• [WHAT YOU SHOULD DO] Pick out each line in the rows below that contains the word "cooler", and copy those lines out in full.

———

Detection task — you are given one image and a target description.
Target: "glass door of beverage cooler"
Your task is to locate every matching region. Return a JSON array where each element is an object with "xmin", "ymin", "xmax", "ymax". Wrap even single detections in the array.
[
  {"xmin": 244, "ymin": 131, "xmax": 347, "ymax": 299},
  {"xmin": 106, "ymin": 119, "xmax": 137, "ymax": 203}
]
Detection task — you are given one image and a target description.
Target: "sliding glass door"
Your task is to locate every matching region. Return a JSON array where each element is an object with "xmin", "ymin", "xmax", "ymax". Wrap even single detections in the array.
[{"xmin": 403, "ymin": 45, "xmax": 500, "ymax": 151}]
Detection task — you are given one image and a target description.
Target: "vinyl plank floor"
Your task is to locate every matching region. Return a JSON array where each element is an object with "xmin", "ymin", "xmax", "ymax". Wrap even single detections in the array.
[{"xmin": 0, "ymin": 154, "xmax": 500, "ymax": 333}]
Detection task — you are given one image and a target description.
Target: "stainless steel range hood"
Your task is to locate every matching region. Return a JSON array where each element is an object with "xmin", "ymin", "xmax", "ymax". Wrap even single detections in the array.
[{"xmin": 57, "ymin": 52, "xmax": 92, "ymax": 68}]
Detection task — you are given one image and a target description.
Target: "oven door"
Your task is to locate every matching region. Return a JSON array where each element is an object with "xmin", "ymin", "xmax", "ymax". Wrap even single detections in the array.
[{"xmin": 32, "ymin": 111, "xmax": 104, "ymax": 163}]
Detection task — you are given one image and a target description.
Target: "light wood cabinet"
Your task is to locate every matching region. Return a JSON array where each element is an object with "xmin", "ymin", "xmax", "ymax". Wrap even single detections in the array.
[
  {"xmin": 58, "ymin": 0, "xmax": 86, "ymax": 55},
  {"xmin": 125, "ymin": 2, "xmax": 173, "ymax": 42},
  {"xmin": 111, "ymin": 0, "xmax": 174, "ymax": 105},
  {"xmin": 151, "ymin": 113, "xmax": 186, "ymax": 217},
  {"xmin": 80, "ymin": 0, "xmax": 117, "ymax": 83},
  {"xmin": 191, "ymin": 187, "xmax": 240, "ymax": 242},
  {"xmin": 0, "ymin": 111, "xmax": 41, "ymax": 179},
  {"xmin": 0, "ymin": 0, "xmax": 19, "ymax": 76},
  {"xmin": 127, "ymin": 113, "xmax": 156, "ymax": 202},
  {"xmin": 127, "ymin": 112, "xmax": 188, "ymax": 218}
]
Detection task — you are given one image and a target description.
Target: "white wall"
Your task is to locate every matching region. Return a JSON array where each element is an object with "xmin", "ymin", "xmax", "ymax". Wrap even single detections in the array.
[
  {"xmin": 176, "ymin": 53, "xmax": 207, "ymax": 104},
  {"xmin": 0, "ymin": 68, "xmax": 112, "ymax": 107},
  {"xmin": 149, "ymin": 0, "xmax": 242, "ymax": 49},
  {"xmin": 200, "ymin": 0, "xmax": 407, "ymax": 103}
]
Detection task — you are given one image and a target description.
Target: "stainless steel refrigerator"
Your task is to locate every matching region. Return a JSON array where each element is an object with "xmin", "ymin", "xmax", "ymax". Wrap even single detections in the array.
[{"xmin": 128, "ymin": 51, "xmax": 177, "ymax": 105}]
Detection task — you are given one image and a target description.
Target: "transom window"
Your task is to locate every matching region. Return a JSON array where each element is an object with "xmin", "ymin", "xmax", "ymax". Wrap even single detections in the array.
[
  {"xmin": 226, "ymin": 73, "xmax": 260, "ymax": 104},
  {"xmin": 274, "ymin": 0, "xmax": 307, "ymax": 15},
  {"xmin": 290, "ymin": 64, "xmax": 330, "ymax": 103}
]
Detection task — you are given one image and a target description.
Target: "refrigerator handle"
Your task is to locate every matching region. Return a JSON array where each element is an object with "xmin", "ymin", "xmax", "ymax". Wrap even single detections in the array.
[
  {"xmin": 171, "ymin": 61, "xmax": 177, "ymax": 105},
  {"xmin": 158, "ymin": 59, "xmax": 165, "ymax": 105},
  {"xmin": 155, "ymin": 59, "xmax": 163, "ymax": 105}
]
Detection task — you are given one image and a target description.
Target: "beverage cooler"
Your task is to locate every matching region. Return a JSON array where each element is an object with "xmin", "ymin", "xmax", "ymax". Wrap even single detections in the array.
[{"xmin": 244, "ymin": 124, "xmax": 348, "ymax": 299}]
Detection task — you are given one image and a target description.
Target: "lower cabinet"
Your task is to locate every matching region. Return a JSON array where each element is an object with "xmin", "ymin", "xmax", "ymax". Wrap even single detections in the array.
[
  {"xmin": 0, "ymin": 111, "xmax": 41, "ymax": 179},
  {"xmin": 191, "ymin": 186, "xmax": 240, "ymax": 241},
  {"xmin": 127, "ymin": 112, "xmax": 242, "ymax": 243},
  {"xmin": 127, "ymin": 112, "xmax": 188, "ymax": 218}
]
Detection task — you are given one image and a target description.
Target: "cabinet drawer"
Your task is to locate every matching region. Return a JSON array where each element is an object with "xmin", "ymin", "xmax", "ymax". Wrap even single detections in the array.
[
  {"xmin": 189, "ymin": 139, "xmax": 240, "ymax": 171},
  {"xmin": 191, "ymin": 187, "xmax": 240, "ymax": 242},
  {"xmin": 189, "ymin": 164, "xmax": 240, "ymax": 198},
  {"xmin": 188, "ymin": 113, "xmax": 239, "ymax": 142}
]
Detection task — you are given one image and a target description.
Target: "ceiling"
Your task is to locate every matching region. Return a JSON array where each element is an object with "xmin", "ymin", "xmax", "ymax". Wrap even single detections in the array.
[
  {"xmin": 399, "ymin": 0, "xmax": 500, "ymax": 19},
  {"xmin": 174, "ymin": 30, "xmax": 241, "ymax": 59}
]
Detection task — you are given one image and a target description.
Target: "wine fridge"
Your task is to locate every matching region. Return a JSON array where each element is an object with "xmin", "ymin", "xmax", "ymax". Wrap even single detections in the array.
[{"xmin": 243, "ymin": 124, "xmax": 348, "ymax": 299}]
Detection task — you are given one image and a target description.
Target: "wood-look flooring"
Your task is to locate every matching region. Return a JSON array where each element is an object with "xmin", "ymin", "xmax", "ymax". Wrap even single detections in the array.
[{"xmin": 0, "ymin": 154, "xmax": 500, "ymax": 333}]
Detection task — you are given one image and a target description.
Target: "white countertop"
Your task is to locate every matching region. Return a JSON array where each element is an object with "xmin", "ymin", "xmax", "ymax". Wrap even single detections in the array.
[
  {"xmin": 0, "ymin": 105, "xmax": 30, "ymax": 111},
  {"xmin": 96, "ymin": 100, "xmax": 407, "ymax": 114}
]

———

• [REPLY TO THE TASK]
Target: "glass door of beverage cooler"
Target: "beverage cooler"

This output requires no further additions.